■ **Problem description**
Print the stretch of records below from the line containing "child. Tag each instance with a single point." through the line containing "(1169, 304)", both lines included, reproducing each line without any change.

■ **Extracted records**

## START

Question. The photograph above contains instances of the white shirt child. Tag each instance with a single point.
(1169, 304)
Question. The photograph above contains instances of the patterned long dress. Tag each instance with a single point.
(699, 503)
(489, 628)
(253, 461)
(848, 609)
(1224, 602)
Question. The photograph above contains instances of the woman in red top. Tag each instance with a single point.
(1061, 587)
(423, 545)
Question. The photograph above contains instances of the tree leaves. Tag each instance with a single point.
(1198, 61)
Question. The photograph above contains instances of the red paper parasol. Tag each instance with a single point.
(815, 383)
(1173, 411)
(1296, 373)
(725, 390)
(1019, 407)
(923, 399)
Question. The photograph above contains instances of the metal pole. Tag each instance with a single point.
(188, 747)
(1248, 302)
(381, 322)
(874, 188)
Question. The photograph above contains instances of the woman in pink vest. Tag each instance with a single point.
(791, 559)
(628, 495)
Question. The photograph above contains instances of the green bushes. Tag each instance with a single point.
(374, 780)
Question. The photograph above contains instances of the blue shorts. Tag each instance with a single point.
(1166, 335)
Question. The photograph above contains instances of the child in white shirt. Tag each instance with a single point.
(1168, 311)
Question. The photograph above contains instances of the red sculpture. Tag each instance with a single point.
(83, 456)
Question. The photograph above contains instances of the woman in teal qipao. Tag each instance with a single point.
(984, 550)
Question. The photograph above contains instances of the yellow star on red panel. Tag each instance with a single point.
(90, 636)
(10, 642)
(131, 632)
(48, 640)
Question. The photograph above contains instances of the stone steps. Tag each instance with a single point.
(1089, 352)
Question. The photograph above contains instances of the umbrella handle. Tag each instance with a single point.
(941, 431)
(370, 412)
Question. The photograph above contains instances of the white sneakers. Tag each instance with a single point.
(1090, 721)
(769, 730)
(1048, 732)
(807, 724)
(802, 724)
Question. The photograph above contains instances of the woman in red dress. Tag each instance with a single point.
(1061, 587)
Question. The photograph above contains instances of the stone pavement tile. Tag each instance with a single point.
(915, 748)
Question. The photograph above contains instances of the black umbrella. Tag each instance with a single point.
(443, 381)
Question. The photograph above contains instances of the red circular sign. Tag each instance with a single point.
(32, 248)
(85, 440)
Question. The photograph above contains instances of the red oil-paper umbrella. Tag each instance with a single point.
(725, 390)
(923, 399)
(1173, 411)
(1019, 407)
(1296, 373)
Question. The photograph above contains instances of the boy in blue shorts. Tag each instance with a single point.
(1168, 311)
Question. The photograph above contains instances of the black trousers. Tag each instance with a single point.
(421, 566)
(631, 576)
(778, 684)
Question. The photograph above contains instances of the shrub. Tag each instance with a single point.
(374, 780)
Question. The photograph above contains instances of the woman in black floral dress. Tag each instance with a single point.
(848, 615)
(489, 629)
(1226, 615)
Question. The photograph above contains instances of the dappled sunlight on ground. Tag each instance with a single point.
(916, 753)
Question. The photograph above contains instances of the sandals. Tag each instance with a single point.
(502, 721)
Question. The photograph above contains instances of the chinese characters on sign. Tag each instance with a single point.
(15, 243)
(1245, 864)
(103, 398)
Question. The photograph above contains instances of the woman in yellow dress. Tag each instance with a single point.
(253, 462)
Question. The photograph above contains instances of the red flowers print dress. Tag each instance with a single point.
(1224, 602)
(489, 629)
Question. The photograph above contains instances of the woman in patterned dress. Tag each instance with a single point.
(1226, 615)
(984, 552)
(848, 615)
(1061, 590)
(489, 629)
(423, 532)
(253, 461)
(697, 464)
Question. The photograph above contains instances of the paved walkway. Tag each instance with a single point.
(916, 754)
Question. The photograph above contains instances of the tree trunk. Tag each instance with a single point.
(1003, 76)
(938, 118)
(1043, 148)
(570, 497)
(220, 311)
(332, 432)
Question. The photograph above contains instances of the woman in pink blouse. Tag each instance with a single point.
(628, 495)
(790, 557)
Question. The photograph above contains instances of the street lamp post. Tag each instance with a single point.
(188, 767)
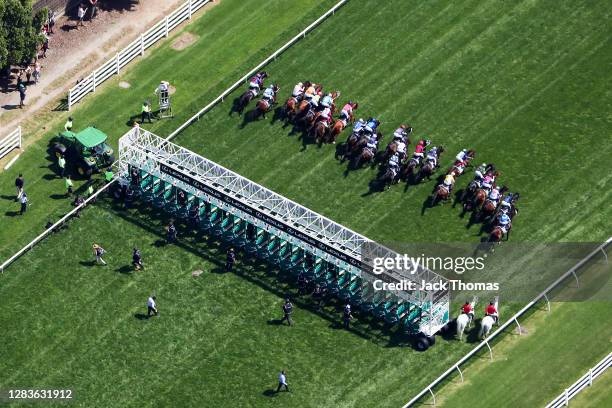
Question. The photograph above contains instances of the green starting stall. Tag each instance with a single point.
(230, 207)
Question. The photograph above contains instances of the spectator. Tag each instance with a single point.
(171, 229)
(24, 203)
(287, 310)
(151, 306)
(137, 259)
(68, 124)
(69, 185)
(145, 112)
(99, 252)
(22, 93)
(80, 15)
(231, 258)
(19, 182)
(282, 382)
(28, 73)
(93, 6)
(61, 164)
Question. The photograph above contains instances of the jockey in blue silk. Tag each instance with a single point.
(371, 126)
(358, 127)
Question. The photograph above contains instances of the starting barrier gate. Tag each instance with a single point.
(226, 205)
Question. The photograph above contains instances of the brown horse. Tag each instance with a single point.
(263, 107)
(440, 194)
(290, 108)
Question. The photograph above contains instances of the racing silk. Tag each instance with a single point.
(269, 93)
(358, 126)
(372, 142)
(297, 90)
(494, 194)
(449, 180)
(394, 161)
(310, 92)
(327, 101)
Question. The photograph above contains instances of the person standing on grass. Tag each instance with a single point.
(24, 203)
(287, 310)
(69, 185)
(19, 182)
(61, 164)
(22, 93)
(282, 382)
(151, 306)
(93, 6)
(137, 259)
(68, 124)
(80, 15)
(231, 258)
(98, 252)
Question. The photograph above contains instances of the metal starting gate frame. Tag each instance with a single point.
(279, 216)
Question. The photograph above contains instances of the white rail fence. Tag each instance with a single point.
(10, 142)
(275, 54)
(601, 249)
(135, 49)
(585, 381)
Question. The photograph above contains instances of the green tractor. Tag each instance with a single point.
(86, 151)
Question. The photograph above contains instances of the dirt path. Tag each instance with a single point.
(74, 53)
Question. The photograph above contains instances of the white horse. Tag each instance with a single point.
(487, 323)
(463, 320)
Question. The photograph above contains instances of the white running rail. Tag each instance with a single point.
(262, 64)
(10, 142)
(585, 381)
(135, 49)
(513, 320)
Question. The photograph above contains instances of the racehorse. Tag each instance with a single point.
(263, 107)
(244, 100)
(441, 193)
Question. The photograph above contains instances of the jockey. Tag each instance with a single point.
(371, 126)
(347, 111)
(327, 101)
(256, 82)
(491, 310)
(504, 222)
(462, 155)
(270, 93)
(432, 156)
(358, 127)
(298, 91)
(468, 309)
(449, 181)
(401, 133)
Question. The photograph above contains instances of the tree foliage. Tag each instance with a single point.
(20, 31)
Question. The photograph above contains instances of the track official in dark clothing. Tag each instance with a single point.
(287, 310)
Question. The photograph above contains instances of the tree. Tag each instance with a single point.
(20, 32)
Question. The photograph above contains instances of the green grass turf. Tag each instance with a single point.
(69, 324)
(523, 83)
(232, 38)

## END
## START

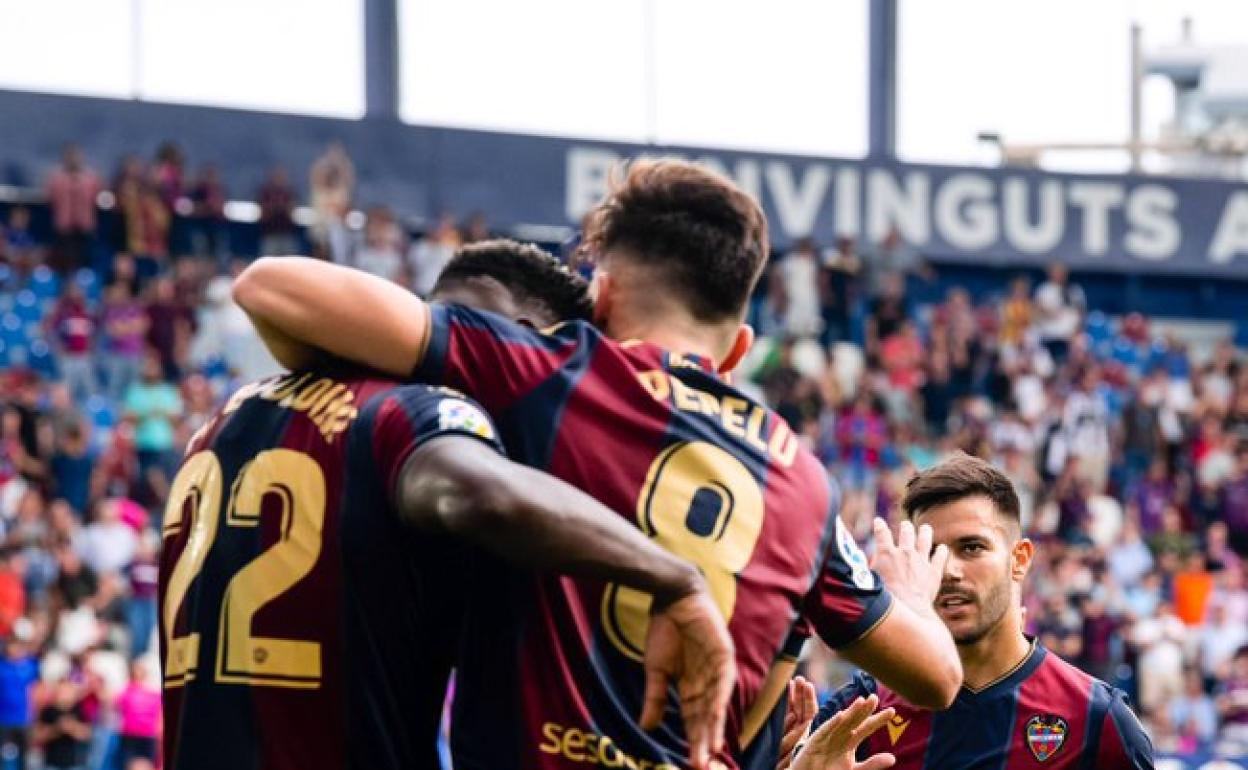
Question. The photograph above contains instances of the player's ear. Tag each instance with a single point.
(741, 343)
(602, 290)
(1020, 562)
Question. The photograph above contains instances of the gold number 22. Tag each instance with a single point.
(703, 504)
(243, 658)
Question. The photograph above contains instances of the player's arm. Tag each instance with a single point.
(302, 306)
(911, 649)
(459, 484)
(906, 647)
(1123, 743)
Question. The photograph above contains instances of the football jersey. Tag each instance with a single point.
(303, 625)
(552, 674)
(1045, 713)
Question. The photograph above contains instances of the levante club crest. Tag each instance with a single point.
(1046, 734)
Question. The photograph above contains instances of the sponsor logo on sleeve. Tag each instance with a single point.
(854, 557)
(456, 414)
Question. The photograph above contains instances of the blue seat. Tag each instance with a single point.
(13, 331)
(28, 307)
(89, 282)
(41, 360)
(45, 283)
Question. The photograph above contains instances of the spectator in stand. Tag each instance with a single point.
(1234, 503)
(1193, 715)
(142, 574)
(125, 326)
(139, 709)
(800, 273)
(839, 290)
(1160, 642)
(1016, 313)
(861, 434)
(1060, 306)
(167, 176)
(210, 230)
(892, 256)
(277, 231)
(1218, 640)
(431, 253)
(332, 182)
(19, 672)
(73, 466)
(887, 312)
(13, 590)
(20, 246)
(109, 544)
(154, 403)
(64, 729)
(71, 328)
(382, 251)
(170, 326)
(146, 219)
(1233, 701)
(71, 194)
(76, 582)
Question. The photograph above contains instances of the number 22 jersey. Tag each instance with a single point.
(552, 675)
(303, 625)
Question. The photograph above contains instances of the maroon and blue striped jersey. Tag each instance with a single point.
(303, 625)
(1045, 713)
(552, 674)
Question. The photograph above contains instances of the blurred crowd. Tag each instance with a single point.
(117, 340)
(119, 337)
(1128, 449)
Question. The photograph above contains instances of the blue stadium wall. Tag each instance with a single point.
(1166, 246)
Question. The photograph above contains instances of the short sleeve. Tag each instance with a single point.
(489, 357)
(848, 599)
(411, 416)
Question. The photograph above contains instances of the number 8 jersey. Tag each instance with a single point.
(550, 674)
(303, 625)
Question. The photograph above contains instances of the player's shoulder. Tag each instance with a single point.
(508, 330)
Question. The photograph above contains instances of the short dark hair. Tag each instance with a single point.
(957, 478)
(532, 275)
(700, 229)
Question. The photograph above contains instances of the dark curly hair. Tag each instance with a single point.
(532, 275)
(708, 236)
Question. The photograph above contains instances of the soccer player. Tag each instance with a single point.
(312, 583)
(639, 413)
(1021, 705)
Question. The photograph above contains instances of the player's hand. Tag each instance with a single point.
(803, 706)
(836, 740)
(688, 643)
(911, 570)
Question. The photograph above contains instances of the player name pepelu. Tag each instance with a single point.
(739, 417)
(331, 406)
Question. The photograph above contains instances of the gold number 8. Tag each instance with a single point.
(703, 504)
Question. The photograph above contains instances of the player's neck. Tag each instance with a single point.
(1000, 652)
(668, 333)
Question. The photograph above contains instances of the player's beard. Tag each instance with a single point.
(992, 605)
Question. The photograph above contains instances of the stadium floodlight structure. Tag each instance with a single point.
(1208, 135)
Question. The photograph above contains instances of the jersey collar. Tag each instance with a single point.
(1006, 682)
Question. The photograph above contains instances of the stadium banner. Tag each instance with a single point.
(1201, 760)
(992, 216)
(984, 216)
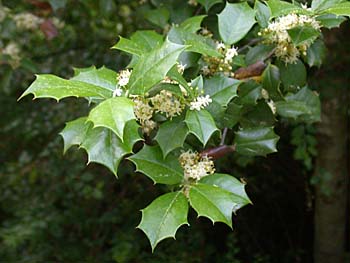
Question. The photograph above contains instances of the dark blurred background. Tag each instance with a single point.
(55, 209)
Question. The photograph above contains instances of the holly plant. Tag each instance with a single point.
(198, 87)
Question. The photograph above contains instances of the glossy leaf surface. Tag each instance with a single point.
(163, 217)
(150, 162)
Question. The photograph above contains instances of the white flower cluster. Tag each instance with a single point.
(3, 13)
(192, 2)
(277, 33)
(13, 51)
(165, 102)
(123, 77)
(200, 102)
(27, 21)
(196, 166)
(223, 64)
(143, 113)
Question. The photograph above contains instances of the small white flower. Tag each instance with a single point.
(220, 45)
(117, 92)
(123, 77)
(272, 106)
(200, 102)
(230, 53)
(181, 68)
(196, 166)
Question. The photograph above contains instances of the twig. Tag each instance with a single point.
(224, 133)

## END

■ **Response**
Question. The photograph above contains instances of the white shirt child. Tag each instance with a single point.
(1169, 304)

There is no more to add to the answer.